(Spatial localization data)
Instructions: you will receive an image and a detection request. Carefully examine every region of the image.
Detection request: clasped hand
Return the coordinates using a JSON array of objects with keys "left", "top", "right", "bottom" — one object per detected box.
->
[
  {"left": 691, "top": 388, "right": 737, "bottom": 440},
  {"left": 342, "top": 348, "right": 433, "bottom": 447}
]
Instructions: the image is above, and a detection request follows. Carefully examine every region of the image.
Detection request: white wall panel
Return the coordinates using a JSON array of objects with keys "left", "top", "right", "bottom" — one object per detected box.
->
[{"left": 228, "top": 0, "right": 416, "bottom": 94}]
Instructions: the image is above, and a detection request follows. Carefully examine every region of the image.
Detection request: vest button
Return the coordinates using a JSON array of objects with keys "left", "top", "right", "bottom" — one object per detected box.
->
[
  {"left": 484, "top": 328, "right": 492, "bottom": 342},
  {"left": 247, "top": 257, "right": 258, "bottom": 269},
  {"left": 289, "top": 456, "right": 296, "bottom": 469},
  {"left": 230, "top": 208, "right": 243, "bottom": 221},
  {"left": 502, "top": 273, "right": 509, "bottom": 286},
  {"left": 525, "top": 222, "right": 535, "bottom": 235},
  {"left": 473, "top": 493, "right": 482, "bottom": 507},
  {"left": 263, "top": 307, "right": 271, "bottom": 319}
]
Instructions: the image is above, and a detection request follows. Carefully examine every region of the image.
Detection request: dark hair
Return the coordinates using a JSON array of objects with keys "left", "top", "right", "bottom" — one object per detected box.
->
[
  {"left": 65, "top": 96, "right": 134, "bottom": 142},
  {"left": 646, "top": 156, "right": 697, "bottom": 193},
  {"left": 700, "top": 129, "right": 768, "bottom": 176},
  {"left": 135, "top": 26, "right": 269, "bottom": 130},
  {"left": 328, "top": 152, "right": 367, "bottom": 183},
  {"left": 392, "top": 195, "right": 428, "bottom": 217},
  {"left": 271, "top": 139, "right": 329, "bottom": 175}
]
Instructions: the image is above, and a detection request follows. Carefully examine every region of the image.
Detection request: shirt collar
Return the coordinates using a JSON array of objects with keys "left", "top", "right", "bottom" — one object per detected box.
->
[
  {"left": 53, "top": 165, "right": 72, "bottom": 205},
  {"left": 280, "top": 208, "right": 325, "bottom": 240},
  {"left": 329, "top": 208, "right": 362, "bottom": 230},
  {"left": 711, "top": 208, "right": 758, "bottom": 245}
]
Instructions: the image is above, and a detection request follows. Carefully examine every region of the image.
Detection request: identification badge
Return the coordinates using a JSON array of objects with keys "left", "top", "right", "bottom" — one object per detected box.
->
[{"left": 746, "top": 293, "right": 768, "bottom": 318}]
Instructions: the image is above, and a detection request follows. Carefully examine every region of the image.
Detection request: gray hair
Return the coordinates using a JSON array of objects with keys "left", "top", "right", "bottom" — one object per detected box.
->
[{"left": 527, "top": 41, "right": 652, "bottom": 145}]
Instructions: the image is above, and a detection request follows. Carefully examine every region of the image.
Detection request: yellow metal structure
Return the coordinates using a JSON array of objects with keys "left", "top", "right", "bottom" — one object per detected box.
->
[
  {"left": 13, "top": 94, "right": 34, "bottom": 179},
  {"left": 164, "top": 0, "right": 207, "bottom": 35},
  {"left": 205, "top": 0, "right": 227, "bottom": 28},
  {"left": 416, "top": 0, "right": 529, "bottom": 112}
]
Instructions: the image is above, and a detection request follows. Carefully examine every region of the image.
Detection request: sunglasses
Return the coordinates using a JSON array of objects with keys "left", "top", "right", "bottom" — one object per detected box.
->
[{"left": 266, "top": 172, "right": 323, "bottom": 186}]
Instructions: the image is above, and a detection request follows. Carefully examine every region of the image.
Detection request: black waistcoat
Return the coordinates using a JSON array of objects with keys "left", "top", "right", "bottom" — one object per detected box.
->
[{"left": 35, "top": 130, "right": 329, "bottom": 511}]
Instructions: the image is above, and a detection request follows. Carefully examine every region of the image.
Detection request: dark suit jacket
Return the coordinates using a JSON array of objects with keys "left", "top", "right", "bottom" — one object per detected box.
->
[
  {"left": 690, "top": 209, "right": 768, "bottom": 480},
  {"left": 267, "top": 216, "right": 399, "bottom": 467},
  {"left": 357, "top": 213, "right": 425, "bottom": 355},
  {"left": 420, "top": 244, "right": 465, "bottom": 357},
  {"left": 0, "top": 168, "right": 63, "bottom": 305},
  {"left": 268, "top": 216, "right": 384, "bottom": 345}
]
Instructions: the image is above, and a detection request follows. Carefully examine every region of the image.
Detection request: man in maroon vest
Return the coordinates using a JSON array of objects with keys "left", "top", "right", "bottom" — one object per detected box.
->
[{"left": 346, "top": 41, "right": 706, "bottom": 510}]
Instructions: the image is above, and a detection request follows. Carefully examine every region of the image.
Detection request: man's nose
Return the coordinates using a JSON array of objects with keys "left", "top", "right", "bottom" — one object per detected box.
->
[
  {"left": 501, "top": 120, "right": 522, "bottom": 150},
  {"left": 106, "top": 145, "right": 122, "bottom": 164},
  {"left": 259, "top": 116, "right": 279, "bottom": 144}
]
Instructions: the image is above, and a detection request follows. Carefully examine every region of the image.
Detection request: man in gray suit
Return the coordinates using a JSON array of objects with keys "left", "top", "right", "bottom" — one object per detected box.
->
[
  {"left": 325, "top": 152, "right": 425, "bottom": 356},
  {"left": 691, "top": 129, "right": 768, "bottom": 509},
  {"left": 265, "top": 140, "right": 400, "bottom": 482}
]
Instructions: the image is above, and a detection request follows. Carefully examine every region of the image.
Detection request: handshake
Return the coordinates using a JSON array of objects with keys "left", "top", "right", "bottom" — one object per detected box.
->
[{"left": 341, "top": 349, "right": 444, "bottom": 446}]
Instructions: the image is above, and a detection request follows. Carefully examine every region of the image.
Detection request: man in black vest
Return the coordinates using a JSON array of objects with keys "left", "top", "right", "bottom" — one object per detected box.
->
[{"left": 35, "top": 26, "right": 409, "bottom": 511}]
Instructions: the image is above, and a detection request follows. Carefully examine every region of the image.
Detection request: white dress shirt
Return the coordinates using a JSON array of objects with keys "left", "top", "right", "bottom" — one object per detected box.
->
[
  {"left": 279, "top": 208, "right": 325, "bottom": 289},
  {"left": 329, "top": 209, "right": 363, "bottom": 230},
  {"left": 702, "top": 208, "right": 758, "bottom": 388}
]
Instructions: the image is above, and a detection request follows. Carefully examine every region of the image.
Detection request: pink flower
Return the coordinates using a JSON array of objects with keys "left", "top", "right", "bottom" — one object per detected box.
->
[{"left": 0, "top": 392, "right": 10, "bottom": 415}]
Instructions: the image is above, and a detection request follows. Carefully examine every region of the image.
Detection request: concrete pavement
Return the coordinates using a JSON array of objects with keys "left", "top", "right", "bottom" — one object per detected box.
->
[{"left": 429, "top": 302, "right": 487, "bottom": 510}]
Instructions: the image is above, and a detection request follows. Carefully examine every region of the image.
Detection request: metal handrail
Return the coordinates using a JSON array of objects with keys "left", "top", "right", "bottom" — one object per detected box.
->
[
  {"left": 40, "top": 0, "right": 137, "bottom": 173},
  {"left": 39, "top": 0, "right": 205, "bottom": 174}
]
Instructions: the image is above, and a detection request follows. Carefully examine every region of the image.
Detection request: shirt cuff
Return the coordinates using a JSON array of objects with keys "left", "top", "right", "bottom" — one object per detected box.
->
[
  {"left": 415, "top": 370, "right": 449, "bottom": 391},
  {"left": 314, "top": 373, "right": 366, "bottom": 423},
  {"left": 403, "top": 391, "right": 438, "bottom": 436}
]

- Problem requirements
All of the records must be repeated exactly.

- Task result
Instructions: you will receive an image and a detection request. Carefully examine every region of the image.
Detection request: clasped hand
Return the coordinates using a JSON array of objects with keys "left", "top", "right", "bottom" — one object per detected box.
->
[
  {"left": 691, "top": 388, "right": 737, "bottom": 440},
  {"left": 342, "top": 348, "right": 433, "bottom": 447}
]
Instructions: the image is above, and a detection request follows. Carefully examine every region of the image.
Detection request: white wall panel
Return the coordinates using a JSON array of objects with keys "left", "top", "right", "bottom" — one object per detected box.
->
[{"left": 228, "top": 0, "right": 416, "bottom": 94}]
Instructions: the image is above, and a detection request follows. Carefully examine every region of the image.
Detection request: vest button
Return the coordinates using a JSON array of objects with keys "left", "top", "right", "bottom" — one object per detected box.
->
[
  {"left": 484, "top": 328, "right": 492, "bottom": 342},
  {"left": 247, "top": 257, "right": 258, "bottom": 269},
  {"left": 289, "top": 456, "right": 296, "bottom": 469},
  {"left": 230, "top": 208, "right": 243, "bottom": 221},
  {"left": 502, "top": 273, "right": 509, "bottom": 286},
  {"left": 525, "top": 222, "right": 535, "bottom": 235},
  {"left": 473, "top": 493, "right": 482, "bottom": 507},
  {"left": 263, "top": 307, "right": 271, "bottom": 319}
]
Instructions: the image is above, and a detection request follows. Carefully examine every region of the image.
Detection request: dark hair
Return the coordinates using a JSON array of objects with keys "left", "top", "right", "bottom" — one object per detected box.
->
[
  {"left": 65, "top": 96, "right": 134, "bottom": 142},
  {"left": 646, "top": 156, "right": 697, "bottom": 193},
  {"left": 700, "top": 129, "right": 768, "bottom": 176},
  {"left": 135, "top": 26, "right": 269, "bottom": 130},
  {"left": 328, "top": 152, "right": 367, "bottom": 183},
  {"left": 392, "top": 195, "right": 428, "bottom": 217},
  {"left": 271, "top": 139, "right": 329, "bottom": 175}
]
Instructions: the image is above, and a detection request follows. Carefully examine every region of the image.
Detection request: shirt collar
Return the coordinates using a JSON array of objects with keys "left", "top", "right", "bottom" — one object per detected box.
->
[
  {"left": 53, "top": 165, "right": 72, "bottom": 205},
  {"left": 280, "top": 208, "right": 325, "bottom": 240},
  {"left": 329, "top": 208, "right": 362, "bottom": 230},
  {"left": 711, "top": 208, "right": 758, "bottom": 245}
]
Instructions: the image is above, and a detection request follows. Carefully examine every region of the image.
Detection request: identification badge
Return the coordinates using a JSON array of objects with keys "left", "top", "right", "bottom" — one object per detected box.
->
[{"left": 746, "top": 293, "right": 768, "bottom": 318}]
Instructions: the image is above, and a detection request follows. Carefully examine every region of the image.
Detection request: gray hair
Return the coordinates using a JSON array of objects with keys "left", "top", "right", "bottom" — one object per detected box.
->
[{"left": 527, "top": 41, "right": 652, "bottom": 145}]
Instructions: the image is above, and a detection request follows. Carefully examine every region of the image.
Detection request: yellow metal structure
Return the coordinates using a JSON array of objects with keys "left", "top", "right", "bottom" — one object per detected box.
->
[
  {"left": 13, "top": 94, "right": 34, "bottom": 179},
  {"left": 164, "top": 0, "right": 207, "bottom": 35},
  {"left": 205, "top": 0, "right": 227, "bottom": 28},
  {"left": 416, "top": 0, "right": 529, "bottom": 112}
]
Instructions: the image is above, and a detection request follows. Carefully examine every region of the image.
Detection request: sunglasses
Return the coordinates using a JSON array of objects with keys "left", "top", "right", "bottom" — one object per detected box.
->
[{"left": 266, "top": 172, "right": 323, "bottom": 186}]
Instructions: the image is above, and a detection request follows. Carefully examine every region of the image.
Detection request: black waistcoat
Return the coordinates using a JSON array of objects with keys "left", "top", "right", "bottom" — one object per detected box.
->
[{"left": 35, "top": 130, "right": 329, "bottom": 511}]
Instructions: the image is above, and a detection request follows. Carefully examine every region of the image.
Detection request: dark suit jacket
Return the coordinates using a JSON array of objects with keys "left", "top", "right", "bottom" — one object per detected box.
->
[
  {"left": 690, "top": 209, "right": 768, "bottom": 480},
  {"left": 267, "top": 216, "right": 399, "bottom": 467},
  {"left": 357, "top": 213, "right": 425, "bottom": 355},
  {"left": 420, "top": 244, "right": 465, "bottom": 357},
  {"left": 0, "top": 168, "right": 63, "bottom": 305},
  {"left": 268, "top": 216, "right": 384, "bottom": 345}
]
Instructions: the image is above, and a detection request follows. Carefully examine every region of the image.
Detection request: man in maroon vest
Return the coordinates using a JSON array of objects with keys "left", "top", "right", "bottom" — one object per detected box.
->
[{"left": 346, "top": 41, "right": 706, "bottom": 510}]
Instructions: the image is above, and a detection request follows. Carefully examine every region of the image.
Detection request: man's nose
Return the coordinates using a JSON array of objects with keys "left", "top", "right", "bottom" — one object per detected box.
->
[
  {"left": 501, "top": 120, "right": 522, "bottom": 150},
  {"left": 106, "top": 145, "right": 122, "bottom": 164},
  {"left": 259, "top": 116, "right": 279, "bottom": 144}
]
Instructions: the image is above, and a detection request follows. Carefully examine every region of the image.
Detection request: man in gray suit
Return the coordinates using a JSON array of objects with keys "left", "top", "right", "bottom" — one object per detected box.
->
[
  {"left": 325, "top": 152, "right": 425, "bottom": 356},
  {"left": 691, "top": 129, "right": 768, "bottom": 509},
  {"left": 265, "top": 140, "right": 400, "bottom": 482}
]
Instructions: the image is above, and a detection request follows. Carefully examine every region of the image.
Detection request: handshake
Return the coordinates using a JSON array of objects with keys "left", "top", "right", "bottom" — one object per detected box.
->
[{"left": 341, "top": 349, "right": 444, "bottom": 446}]
Instructions: the image is above, and a detection request follows. Carefully examine every region of the image.
Detection request: man in black vest
Return the coordinates using a JSON array of objects with keys "left", "top", "right", "bottom" — one object per detected box.
->
[{"left": 35, "top": 26, "right": 409, "bottom": 511}]
Instructions: the image is above, and a detection request follows. Carefully examine every region of the image.
Detection request: white dress shirt
Return the coordinates using a JSON array of objects with keys "left", "top", "right", "bottom" — one object per detected box.
->
[
  {"left": 279, "top": 208, "right": 325, "bottom": 289},
  {"left": 329, "top": 209, "right": 363, "bottom": 230},
  {"left": 702, "top": 208, "right": 758, "bottom": 388}
]
Instructions: the image is above, and a detection request follows. Carefully examine every region of the image.
Detection request: pink flower
Return the coordinates using a JSON array of objects with keys "left", "top", "right", "bottom" — one object per detected box.
->
[{"left": 0, "top": 392, "right": 10, "bottom": 415}]
Instructions: the image is above, and a detection request follows. Carefully examine every region of the image.
Detection request: concrete pavement
Return the coordinates using a JSON array of objects with keys "left", "top", "right", "bottom" — one object per detected box.
->
[{"left": 429, "top": 302, "right": 487, "bottom": 510}]
Instructions: the image is above, and a detection request follows. Carefully examine every region of the image.
Detection request: metal handrail
Return the coordinates using a JSON array of objects with keys "left", "top", "right", "bottom" — one object per detected box.
->
[
  {"left": 40, "top": 0, "right": 137, "bottom": 173},
  {"left": 39, "top": 0, "right": 205, "bottom": 174}
]
Instructions: the image is above, and a detection request follows. Carefully examine every region of the image.
Detection request: shirt cuff
Return the coordinates using a JSON array of objects with keys "left", "top", "right", "bottom" — one object per detected box.
->
[
  {"left": 415, "top": 370, "right": 449, "bottom": 391},
  {"left": 314, "top": 373, "right": 366, "bottom": 423},
  {"left": 403, "top": 391, "right": 438, "bottom": 436}
]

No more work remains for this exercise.